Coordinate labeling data
····················

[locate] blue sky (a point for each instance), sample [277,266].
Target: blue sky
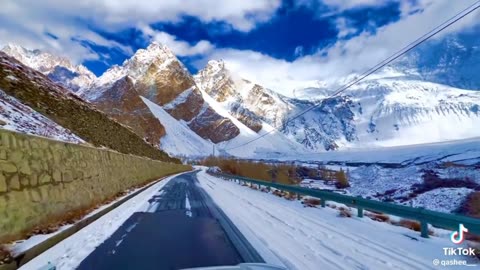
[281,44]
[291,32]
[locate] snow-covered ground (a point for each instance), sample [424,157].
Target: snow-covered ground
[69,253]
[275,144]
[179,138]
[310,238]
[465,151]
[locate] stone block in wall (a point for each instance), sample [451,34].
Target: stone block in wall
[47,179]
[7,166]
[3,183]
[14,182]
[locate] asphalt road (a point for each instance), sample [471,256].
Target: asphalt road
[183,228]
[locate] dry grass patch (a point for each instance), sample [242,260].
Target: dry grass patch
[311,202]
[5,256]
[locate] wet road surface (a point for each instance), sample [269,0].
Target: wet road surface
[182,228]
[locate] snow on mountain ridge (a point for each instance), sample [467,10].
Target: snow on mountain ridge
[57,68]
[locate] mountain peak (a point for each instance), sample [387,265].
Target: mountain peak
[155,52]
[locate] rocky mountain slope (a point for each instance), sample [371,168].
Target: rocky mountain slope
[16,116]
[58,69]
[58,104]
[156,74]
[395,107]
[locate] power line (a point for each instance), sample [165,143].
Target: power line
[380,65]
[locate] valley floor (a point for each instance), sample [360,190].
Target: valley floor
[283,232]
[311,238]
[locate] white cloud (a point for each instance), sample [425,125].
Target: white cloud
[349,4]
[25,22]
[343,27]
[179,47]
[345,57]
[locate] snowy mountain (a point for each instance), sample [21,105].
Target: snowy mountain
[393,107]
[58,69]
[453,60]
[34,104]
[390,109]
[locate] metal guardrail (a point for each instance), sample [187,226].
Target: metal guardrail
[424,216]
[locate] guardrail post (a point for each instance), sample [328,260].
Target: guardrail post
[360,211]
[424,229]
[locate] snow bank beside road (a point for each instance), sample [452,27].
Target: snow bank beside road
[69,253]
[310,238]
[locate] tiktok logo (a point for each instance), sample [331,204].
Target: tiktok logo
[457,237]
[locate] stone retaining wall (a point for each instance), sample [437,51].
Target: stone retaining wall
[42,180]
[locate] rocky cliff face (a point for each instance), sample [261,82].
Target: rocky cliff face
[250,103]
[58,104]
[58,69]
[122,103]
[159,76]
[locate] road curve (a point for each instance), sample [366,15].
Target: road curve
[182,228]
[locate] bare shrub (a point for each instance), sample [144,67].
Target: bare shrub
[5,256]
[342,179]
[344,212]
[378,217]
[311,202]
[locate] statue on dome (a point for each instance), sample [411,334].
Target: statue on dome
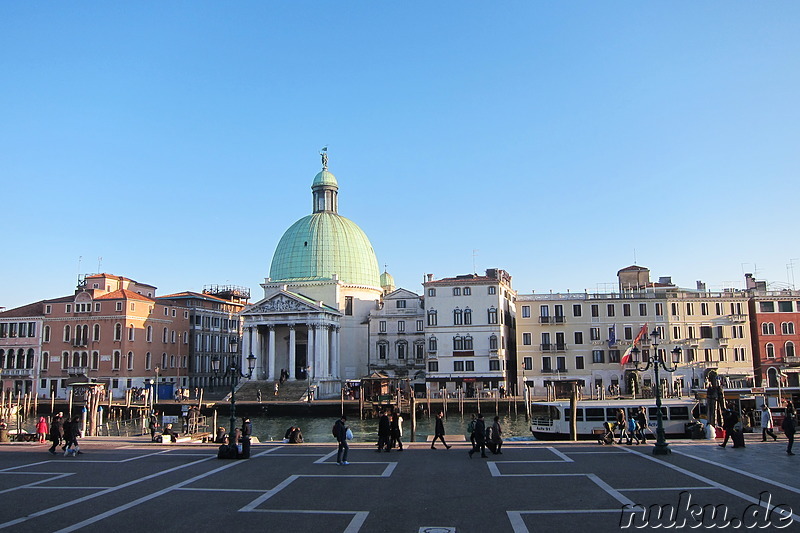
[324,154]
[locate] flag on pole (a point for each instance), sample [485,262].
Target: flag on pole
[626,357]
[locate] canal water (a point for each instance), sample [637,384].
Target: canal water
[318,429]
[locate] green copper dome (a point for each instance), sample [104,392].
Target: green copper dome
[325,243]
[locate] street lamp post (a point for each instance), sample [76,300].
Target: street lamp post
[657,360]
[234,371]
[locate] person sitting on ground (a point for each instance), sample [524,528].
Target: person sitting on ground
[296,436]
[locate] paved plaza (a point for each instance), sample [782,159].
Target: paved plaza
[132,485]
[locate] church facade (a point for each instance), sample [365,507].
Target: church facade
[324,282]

····················

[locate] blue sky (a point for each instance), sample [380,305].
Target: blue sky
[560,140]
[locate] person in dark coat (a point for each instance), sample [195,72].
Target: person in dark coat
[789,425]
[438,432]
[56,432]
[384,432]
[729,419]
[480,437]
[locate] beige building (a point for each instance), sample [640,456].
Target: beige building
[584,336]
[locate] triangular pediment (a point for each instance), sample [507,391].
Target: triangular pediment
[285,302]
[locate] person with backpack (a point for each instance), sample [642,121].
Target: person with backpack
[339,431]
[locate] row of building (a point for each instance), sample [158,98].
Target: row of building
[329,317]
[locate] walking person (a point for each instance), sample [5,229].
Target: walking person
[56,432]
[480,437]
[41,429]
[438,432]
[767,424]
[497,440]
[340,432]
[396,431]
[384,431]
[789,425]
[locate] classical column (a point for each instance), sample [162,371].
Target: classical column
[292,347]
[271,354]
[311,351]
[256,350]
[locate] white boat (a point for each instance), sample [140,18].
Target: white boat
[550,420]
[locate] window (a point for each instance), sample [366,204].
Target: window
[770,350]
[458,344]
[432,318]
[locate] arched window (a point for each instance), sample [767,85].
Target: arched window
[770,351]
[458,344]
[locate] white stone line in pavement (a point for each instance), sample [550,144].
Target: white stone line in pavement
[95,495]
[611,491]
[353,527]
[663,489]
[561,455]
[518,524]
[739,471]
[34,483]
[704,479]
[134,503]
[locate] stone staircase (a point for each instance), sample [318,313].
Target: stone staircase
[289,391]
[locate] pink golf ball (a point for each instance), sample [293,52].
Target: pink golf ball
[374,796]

····················

▶ _Aim_: Gather every line in the items above that contains the word "patch" and copy each one out.

▶ _Task answer_:
[locate] dry grass patch (a point for each instance), sample [242,260].
Target: dry grass patch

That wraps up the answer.